Produce a word-for-word copy of the listing below without its pictures.

EXERCISE INPUTS:

_ _ _ _

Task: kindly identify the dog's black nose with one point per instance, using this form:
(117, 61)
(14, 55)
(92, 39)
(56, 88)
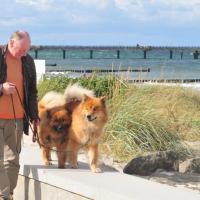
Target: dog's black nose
(89, 117)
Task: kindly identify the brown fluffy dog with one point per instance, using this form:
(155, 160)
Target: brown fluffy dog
(88, 120)
(55, 120)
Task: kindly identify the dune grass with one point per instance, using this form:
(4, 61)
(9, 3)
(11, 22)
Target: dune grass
(142, 118)
(150, 118)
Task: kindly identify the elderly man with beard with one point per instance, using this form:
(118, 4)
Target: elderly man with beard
(18, 105)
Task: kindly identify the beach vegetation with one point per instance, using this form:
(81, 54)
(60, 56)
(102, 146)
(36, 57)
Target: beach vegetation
(142, 118)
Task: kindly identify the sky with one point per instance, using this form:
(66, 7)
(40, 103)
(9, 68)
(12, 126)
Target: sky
(103, 22)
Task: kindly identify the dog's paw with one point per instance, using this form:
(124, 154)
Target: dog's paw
(47, 163)
(97, 170)
(74, 166)
(61, 166)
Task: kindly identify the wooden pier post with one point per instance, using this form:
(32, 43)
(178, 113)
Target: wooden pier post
(64, 53)
(36, 53)
(196, 54)
(145, 54)
(181, 55)
(118, 54)
(171, 54)
(91, 54)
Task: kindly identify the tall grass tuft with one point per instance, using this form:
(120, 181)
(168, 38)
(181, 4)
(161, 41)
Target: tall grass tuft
(150, 118)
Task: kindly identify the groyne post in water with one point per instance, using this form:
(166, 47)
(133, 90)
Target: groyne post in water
(145, 54)
(118, 54)
(181, 55)
(91, 54)
(36, 53)
(171, 54)
(196, 54)
(64, 53)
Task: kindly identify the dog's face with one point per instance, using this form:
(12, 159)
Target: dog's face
(59, 119)
(94, 109)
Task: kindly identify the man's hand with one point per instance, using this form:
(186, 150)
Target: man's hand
(35, 124)
(8, 88)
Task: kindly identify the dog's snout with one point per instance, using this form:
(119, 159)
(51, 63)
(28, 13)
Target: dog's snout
(89, 117)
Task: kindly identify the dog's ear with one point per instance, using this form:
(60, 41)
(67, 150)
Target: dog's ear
(48, 114)
(85, 98)
(70, 106)
(103, 100)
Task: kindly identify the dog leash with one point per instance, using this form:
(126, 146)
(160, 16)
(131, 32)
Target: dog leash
(34, 129)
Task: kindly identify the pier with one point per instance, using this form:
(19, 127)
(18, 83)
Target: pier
(118, 49)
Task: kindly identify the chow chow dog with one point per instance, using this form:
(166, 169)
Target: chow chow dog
(55, 120)
(88, 119)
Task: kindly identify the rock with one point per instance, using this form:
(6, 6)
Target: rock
(190, 166)
(145, 165)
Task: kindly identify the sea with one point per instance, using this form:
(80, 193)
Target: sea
(181, 66)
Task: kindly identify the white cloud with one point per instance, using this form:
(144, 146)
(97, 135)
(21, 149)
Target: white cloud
(169, 10)
(101, 4)
(38, 4)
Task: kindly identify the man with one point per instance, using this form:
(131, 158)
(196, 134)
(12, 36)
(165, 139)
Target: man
(17, 82)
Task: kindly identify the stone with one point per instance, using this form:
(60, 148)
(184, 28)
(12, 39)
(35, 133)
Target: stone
(190, 166)
(146, 165)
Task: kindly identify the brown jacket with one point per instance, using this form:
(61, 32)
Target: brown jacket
(29, 84)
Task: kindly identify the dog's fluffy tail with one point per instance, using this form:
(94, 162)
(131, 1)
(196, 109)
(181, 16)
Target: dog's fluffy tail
(77, 92)
(52, 99)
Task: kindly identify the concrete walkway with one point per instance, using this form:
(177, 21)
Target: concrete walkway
(39, 182)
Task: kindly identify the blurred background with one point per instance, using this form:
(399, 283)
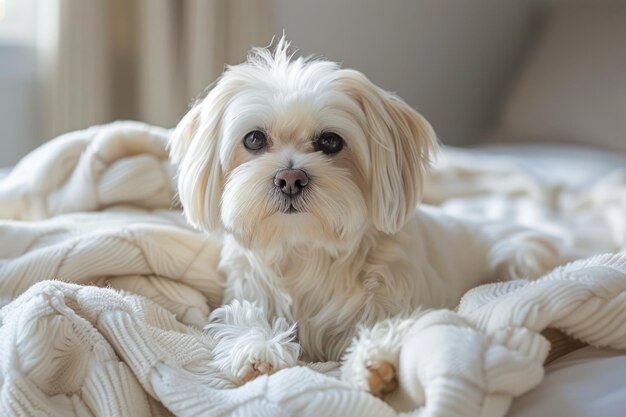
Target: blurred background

_ _ _ _

RESPONSE BELOW:
Task: kindly identify the dog's black nose with one point per instance, using this form:
(117, 61)
(14, 55)
(92, 39)
(56, 88)
Target: dog's black nose
(89, 117)
Task: kindly identify the brown fluffy dog with one point per instance, using this form:
(155, 160)
Target: brown fluffy dog
(88, 120)
(55, 120)
Task: kindly identify the dune grass with one point per instance, using this form:
(4, 61)
(9, 3)
(11, 22)
Target: dune grass
(142, 118)
(150, 118)
Task: kindly identify the elderly man with beard with one point per instance, using this form:
(118, 4)
Target: elderly man with beard
(18, 105)
Task: kindly identify the beach vegetation with one point per instance, using this form:
(81, 54)
(60, 56)
(102, 146)
(36, 57)
Target: beach vegetation
(142, 118)
Task: kindly identify the sky with one point per instance, using this form:
(66, 7)
(40, 103)
(9, 68)
(12, 126)
Target: sky
(103, 22)
Task: kindly identify the dog's paw with one point per instance, using this form:
(124, 154)
Target: dog's paw
(47, 163)
(97, 170)
(74, 166)
(61, 166)
Task: kindly identify the wooden pier post with one point per instance, using this form:
(32, 43)
(178, 113)
Target: wooden pier post
(64, 53)
(36, 53)
(196, 54)
(145, 54)
(181, 55)
(118, 54)
(171, 54)
(91, 54)
Task: kindly identify the tall grass tuft with one point per instance, using this form:
(120, 181)
(168, 38)
(181, 4)
(161, 41)
Target: tall grass tuft
(150, 118)
Task: kindly identify the groyne post in water with one point per instance, using this form:
(166, 47)
(133, 90)
Target: groyne post in water
(145, 54)
(118, 54)
(181, 55)
(91, 54)
(36, 53)
(171, 54)
(196, 54)
(64, 53)
Task: kindly identify the dog's face with one point per instance, using this form:
(12, 159)
Target: dog's face
(59, 119)
(94, 109)
Task: kindly identify the man's hand with one point per instance, using this form:
(186, 150)
Target: man's hand
(35, 124)
(8, 88)
Task: kindly identify the dog's snout with one point per instance, using this form:
(119, 159)
(51, 63)
(28, 13)
Target: dog's snout
(89, 117)
Task: kindly identify the dog's ear with one point per instance, using this form:
(60, 41)
(67, 150)
Target: dog's ear
(48, 114)
(85, 98)
(70, 106)
(103, 100)
Task: kindly identify the dog leash with one point per instance, using this form:
(126, 146)
(160, 16)
(131, 32)
Target: dog leash
(34, 129)
Task: kindly identify the pier with one point per instance, using this form:
(19, 127)
(18, 83)
Target: pier
(118, 49)
Task: kindly identify the chow chow dog with one point per instance, using this form:
(166, 169)
Target: chow chow dog
(55, 120)
(88, 119)
Task: kindly identify the rock with one point per instance, using this form:
(6, 6)
Target: rock
(190, 166)
(145, 165)
Task: kindly identify the sea with one point per instance, using this form:
(80, 193)
Target: sea
(181, 66)
Task: kindly identify the white cloud with one point per instance, using this form:
(144, 146)
(97, 135)
(21, 149)
Target: white cloud
(169, 10)
(101, 4)
(38, 4)
Task: kindly identify the man with one point per instance, using this form:
(131, 158)
(196, 134)
(12, 36)
(165, 139)
Target: man
(17, 82)
Task: kindly identify the stone with one point per instance, using this form:
(60, 148)
(184, 28)
(12, 39)
(35, 133)
Target: stone
(190, 166)
(146, 165)
Task: kindly identify the brown jacket with one point per instance, using this form:
(61, 32)
Target: brown jacket
(29, 84)
Task: kindly identify the dog's fluffy tail with one point per instance, using this form:
(94, 162)
(131, 1)
(196, 109)
(181, 16)
Target: dog's fluffy tail
(77, 92)
(52, 99)
Task: kindly identify the concrete walkway with one point per instance, using this form:
(177, 21)
Target: concrete walkway
(39, 182)
Task: kindly identify the blurred background with one point per instance, using this form:
(399, 283)
Target: blurred background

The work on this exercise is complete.